▶ [Text excerpt]
####################

Kiddington Hall is a large Grade II listed manor house located in Kiddington, near Woodstock, Oxfordshire, England.

==History==
Kiddington Hall was built in 1673, and in the 18th century "Capability" Brown laid out the gardens.

The Reverend Thomas Warton, a fellow of Trinity College, Oxford, who was rector of Kiddington for 20 years and poet laureate from 1785, pictures the coming of spring on the estate in his April Ode with "swallows skimming the village green and rooks swarming in the oak trees round the manor house". Estate owner Sir George Browne provided the real-life inspiration for "Sir Plume of amber snuff-box justly vain" in Alexander Pope’s The Rape of the Lock.

In 1840 the estate passed to Mortimer Ricardo, youngest son of the political economist David Ricardo. In 1850 he commissioned the architect Sir Charles Barry to remodel the house in his trademark Italianate architecture style, build a new stable courtyard adjoining the hall to the north, and create formal terraced gardens to the south and west, overlooking Brown's park. Barry rebuilt the house so completely that no external trace of the original building is visible. Beyond the Victorian orangery to the south, a gate leads to the square-towered 14th-century church of St Nicholas, where stained-glass windows commemorate the former High Sheriff of Oxfordshire Henry Lomax Gaskell and his wife, Alice, whose family lived at the Hall from 1855 to 1953.

In 1950 Lawrence Robson, founder of accountancy company Robson Rhodes, rented Kiddington Hall, and then bought it in 1953. From here he and his wife Inga-Stina Robson worked on his unsuccessful candidature for the Liberal Party in Banbury at the 1950 general election. The house was used as a conference centre and was popular for Liberal Party events. In the run-up to the 1955 general election, Lawrence was the Liberals' prospective candidate in Eye, but he was appointed to a government commission and withdrew. This left Inga-Stina to contest the seat, but she was not successful.

On the death of Sir Lawrence in 1982, his son Maurice Robson inherited the house. In September 2009 Maurice placed the entire Kiddington Estate on the market for £42 million, his divorce seemingly being the reason for the sale.

Jemima Khan bought Kiddington Hall in Autumn 2010 for a reported £15 million. The property underwent refurbishment, which was completed in 2012.

==Structure==
The house is built of pale, honey-coloured Cotswold stone. The entrance and staircase lead to five main reception rooms, which include: a Rococo-style drawing room; a morning room; a richly decorated dining room with twin columns and carved marble fireplace; a library with its Neoclassical friezes; and a panelled billiards room that overlooks the gardens. The main 18th-century staircase leads to two bedroom suites, seven further bedrooms and three bathrooms on the first floor. The back stairs lead to the second floor and 10 attic rooms.

The hall and its adjoining orangery are listed Grade II on the National Heritage List for England, and Kiddington Park is also listed Grade II on the Register of Historic Parks and Gardens.

####################

▶ [Records from a collection]
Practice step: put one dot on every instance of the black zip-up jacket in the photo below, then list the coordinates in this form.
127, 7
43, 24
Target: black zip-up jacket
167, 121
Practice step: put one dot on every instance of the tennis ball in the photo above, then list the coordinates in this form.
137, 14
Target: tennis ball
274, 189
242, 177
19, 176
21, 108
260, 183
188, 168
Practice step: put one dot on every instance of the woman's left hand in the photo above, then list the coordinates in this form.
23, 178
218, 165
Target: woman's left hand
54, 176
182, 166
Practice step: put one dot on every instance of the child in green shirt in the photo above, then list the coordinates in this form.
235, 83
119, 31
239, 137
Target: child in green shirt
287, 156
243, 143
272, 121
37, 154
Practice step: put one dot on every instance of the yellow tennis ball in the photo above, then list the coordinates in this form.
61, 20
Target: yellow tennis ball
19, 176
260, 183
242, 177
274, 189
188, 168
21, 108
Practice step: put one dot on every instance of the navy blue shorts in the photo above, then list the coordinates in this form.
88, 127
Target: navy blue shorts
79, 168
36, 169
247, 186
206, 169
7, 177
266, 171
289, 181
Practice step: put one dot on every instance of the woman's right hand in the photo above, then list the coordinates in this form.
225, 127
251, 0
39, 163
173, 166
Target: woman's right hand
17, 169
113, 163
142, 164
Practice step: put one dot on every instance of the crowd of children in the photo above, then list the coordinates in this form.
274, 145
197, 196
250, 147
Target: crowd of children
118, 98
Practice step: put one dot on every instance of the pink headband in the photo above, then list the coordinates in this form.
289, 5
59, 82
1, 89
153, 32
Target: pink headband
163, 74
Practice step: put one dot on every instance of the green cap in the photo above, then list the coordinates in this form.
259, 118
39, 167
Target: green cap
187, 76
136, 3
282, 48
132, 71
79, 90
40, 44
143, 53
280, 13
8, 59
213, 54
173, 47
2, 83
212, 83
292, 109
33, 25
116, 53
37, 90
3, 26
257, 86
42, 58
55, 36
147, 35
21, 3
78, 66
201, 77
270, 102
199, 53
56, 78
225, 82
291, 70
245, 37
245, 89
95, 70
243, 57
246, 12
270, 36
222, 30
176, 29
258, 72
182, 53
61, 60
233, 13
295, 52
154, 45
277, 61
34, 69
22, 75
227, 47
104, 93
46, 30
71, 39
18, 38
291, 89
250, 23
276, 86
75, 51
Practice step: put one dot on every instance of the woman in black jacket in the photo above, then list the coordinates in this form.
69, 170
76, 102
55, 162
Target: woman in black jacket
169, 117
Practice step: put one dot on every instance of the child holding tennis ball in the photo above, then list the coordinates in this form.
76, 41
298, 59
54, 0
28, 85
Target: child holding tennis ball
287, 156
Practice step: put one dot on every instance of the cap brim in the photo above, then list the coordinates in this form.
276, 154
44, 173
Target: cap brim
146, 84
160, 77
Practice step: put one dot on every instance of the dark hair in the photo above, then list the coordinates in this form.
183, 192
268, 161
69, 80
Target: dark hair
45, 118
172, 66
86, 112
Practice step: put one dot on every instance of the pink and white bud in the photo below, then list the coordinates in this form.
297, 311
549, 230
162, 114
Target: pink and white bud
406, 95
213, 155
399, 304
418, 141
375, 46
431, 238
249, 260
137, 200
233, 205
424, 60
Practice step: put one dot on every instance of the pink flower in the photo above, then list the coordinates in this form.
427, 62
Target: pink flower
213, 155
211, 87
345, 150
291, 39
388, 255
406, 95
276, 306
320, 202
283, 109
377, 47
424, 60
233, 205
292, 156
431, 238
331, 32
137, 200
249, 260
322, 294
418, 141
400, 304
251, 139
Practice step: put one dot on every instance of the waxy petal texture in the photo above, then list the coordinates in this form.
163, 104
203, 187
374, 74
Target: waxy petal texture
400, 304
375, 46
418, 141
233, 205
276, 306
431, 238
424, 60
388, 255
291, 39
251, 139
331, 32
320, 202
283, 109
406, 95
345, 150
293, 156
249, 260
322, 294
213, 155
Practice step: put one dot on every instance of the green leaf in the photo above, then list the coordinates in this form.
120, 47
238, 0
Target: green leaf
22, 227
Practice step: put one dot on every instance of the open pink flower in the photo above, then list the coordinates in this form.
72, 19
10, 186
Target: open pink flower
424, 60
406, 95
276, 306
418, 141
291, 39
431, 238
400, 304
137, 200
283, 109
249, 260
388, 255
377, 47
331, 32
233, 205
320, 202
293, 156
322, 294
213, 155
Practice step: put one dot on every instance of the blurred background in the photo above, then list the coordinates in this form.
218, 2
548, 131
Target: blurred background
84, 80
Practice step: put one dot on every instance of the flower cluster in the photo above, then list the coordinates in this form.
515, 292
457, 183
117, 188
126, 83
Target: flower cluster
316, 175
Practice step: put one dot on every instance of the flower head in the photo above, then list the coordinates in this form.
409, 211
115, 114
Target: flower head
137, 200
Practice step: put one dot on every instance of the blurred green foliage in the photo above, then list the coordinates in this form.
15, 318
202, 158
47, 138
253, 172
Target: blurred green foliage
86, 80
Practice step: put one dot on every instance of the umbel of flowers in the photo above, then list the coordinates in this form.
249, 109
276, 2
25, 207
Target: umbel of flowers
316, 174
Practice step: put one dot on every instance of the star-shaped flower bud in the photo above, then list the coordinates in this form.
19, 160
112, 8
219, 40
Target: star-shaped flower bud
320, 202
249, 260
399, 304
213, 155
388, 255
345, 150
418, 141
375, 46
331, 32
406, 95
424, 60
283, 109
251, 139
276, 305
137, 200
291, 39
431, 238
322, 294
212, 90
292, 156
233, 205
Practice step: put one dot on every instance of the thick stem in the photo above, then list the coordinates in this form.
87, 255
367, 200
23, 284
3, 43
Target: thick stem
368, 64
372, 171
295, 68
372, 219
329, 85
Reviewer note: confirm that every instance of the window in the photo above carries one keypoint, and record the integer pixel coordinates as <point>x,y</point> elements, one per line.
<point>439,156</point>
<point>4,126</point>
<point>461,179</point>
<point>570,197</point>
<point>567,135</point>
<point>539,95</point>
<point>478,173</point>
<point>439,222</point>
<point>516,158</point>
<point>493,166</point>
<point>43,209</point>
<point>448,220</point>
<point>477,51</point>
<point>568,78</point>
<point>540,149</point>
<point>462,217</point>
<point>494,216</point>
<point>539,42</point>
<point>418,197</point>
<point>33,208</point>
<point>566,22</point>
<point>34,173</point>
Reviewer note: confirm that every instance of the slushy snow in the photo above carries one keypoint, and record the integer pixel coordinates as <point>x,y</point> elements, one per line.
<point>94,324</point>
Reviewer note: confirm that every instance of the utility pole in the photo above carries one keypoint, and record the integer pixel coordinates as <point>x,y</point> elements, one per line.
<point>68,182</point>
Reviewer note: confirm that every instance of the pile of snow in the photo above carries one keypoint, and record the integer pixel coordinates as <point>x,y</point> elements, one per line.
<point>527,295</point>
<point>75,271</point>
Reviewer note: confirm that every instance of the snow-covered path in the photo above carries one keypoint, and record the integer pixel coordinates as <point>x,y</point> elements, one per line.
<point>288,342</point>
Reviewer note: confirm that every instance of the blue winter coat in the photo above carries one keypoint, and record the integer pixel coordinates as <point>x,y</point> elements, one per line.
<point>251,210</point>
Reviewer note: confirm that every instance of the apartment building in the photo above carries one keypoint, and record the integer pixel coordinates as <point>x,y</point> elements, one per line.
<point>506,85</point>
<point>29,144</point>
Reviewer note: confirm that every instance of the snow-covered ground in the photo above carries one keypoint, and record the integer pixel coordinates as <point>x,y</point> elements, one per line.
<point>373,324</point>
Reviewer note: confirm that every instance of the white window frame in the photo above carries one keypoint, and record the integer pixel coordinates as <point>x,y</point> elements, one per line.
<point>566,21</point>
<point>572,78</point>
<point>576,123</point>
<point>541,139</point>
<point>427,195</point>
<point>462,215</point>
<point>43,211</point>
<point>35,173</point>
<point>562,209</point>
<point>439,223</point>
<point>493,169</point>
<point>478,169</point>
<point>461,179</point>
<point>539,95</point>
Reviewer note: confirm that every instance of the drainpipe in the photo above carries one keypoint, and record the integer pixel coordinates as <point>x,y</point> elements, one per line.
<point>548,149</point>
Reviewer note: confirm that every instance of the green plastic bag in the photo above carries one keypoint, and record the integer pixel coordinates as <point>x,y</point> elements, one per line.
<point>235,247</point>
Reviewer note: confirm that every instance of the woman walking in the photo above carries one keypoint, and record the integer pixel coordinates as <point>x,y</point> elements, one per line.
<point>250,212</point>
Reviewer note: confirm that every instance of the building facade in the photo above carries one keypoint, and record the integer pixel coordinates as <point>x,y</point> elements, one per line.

####################

▶ [Things to do]
- 1) In the Kiddington Hall text, which architect did Mortimer Ricardo commission in 1850 to remodel the house?
- 2) From the Kiddington Hall text, extract the passage word for word, starting at the words "In 1950 Lawrence" and stopping after the words "for the sale.".

▶ [Answers to this exercise]
- 1) Sir Charles Barry.

- 2)
In 1950 Lawrence Robson, founder of accountancy company Robson Rhodes, rented Kiddington Hall, and then bought it in 1953. From here he and his wife Inga-Stina Robson worked on his unsuccessful candidature for the Liberal Party in Banbury at the 1950 general election. The house was used as a conference centre and was popular for Liberal Party events. In the run-up to the 1955 general election, Lawrence was the Liberals' prospective candidate in Eye, but he was appointed to a government commission and withdrew. This left Inga-Stina to contest the seat, but she was not successful.

On the death of Sir Lawrence in 1982, his son Maurice Robson inherited the house. In September 2009 Maurice placed the entire Kiddington Estate on the market for £42 million, his divorce seemingly being the reason for the sale.